A series of records |
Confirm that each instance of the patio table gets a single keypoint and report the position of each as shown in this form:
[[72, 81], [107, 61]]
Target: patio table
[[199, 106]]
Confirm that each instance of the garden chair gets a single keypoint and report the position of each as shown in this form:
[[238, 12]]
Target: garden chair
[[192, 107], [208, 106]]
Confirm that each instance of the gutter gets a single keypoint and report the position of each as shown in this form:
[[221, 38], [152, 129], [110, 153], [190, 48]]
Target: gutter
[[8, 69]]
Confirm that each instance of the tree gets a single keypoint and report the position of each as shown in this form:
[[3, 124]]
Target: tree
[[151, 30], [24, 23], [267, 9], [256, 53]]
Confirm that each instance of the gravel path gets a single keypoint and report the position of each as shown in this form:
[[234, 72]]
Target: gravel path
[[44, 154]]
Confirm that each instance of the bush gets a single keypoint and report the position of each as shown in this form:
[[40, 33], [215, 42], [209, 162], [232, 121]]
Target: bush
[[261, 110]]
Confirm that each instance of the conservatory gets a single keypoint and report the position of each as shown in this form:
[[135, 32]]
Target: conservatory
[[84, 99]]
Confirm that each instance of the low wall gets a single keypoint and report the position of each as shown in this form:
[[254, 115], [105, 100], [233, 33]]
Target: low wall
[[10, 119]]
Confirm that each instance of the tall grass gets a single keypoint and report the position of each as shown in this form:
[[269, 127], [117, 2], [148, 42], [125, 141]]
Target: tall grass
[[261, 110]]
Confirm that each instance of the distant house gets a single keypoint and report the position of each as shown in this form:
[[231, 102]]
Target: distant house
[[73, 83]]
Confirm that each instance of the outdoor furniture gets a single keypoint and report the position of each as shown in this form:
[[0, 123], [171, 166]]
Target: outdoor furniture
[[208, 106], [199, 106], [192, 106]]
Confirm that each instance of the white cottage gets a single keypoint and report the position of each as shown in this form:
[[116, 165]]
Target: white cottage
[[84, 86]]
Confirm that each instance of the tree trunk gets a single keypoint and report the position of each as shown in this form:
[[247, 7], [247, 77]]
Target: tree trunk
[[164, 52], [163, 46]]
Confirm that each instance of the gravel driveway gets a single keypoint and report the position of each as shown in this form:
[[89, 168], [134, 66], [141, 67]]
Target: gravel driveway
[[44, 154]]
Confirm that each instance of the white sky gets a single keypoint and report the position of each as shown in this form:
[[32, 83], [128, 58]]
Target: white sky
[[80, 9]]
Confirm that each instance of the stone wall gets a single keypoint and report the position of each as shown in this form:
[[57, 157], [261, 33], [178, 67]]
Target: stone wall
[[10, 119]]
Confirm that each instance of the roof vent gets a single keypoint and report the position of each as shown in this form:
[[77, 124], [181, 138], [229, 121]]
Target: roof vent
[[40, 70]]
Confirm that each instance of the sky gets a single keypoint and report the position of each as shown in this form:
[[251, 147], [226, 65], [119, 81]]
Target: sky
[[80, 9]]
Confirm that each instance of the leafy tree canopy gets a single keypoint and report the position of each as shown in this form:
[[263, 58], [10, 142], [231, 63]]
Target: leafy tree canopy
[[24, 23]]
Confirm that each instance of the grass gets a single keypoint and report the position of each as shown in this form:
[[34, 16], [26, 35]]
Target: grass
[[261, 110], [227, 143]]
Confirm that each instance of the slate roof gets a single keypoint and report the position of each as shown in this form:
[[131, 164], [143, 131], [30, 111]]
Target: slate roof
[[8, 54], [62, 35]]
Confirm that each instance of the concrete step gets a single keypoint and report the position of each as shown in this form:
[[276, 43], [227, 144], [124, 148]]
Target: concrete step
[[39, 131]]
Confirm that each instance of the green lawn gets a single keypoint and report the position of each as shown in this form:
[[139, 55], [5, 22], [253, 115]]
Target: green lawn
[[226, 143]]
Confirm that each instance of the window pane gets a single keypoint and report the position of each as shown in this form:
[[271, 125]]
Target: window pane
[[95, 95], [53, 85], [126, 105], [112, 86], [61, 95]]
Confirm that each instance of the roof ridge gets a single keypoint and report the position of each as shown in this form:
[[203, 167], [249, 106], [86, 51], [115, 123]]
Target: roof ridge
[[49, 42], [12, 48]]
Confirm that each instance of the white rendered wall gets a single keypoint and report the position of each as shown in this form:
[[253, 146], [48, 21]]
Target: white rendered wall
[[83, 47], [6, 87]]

INSTRUCTIONS TO FOLLOW |
Copy all of the data above line for line, changing nothing.

RESULT |
Confirm that each instance of the patio table gets a single keypoint and report the position of each as shown in this form:
[[72, 81], [107, 61]]
Target: patio table
[[199, 106]]
Confirm that each instance of the garden chair gets a single keypoint and report the position of each as shown in this form:
[[238, 12]]
Target: garden chair
[[192, 107], [208, 106]]
Confirm that each instance of the gutter gets a single keypoint and report the position of each as shown in this form:
[[221, 38], [152, 129], [110, 153], [190, 48]]
Target: gutter
[[8, 69]]
Confirm that each instance of the tree gets a single keypoint and report the position of each as shown in this form:
[[3, 124]]
Target: tree
[[151, 30], [24, 23], [267, 9], [256, 53]]
Confirm that each instance of the gravel path gets a single keypoint and report the position of each as shown in this form:
[[234, 72]]
Target: gravel path
[[44, 154]]
Confirm that each instance of the bush gets a single keypoint and report the position of each as shown in this form:
[[40, 33], [215, 42], [209, 162], [232, 121]]
Target: bush
[[261, 110]]
Confirm that each instance of the conservatory gets a single keypoint and report the position of each as shown in this form:
[[135, 32]]
Target: conservatory
[[84, 99]]
Confirm that each instance of the low wall gets a single keypoint and report the position of each as shown in this form:
[[254, 115], [105, 100], [233, 33]]
Target: low wall
[[10, 119]]
Confirm that each instance of the tall grass gets a single keypoint and report the position of each as shown in this form:
[[269, 127], [117, 2], [148, 42], [125, 141]]
Target: tall grass
[[261, 110]]
Confirm that each instance of the distant house gets a single keypoint and report the position of each as shown in this form:
[[231, 102]]
Target: distant house
[[73, 83]]
Confirm that each instance of the outdoor furniture gets a single keypoint and report the position of each as shown in this form:
[[0, 123], [171, 166]]
Target: outdoor furniture
[[208, 106], [199, 106], [192, 106]]
Confirm that each instance of the white cottage gets a single keypoint and report the position of each as shown in this form:
[[116, 165]]
Target: white cottage
[[84, 86]]
Confirm that each instance of the tree trunk gets a single keypoint and report the position of each as shown in this form:
[[247, 7], [247, 77]]
Target: tree trunk
[[164, 52], [163, 46]]
Confirm that each instance of the gravel driveway gets a single keypoint and report the position of each as shown in this form:
[[89, 168], [134, 66], [141, 67]]
Target: gravel driveway
[[44, 154]]
Confirm that each instance of the white sky gets a single keypoint and report the position of each as shown in this form:
[[32, 83], [128, 58]]
Target: white sky
[[80, 9]]
Confirm that each instance of the stone wall gets a single keypoint and report the position of each as shown in this form:
[[57, 157], [261, 33], [178, 67]]
Target: stone wall
[[10, 119]]
Confirm that each instance of the roof vent gets a single keypoint and report the position of each as shown in this form:
[[77, 124], [181, 138], [229, 121]]
Target: roof vent
[[40, 70]]
Confirm that each instance of the sky gets a single keypoint and report the position of each as shown in this form:
[[251, 147], [226, 65], [119, 81]]
Target: sky
[[80, 9]]
Confirm that each instance of the leafy tree canopy gets a single keypoint and report the position of each as shown in this form:
[[263, 58], [10, 142], [231, 63]]
Target: leafy tree canopy
[[24, 23]]
Confirm that each instance of the grass gets a single keypoint and report the position of each as shown in this form:
[[34, 16], [26, 35]]
Target: grass
[[261, 110], [227, 143]]
Confirm that each instance of the slate roof gets a single keypoint and report the position of each as shown in this form:
[[131, 164], [143, 131], [30, 111]]
Target: slate roof
[[8, 54], [62, 35]]
Confirm that each instance of the concrete step gets a single keypoint and report the position of each as shown in this form:
[[276, 43], [227, 144], [124, 148]]
Target: concrete step
[[39, 131]]
Confirm that each instance of the green lawn gets a single keypoint and report the position of each as shown in this form:
[[139, 55], [5, 22], [253, 115]]
Target: green lawn
[[226, 143]]
Confirm that each instance of the window pane gets a single keypoint and report the position of each as shown in this form:
[[271, 125]]
Target: window pane
[[95, 95], [53, 85], [126, 105], [112, 86], [61, 95]]
Confirm that each instance of the roof ridge gets a single keypoint and report the position of each as shown in this form:
[[203, 167], [249, 106], [86, 51], [115, 123]]
Target: roof ridge
[[49, 42], [12, 48]]
Confirm that each instance of the white rendered wall gets a single keypoint and report the position of each as shown in this form:
[[253, 146], [48, 21]]
Target: white rendered wall
[[83, 47], [6, 87]]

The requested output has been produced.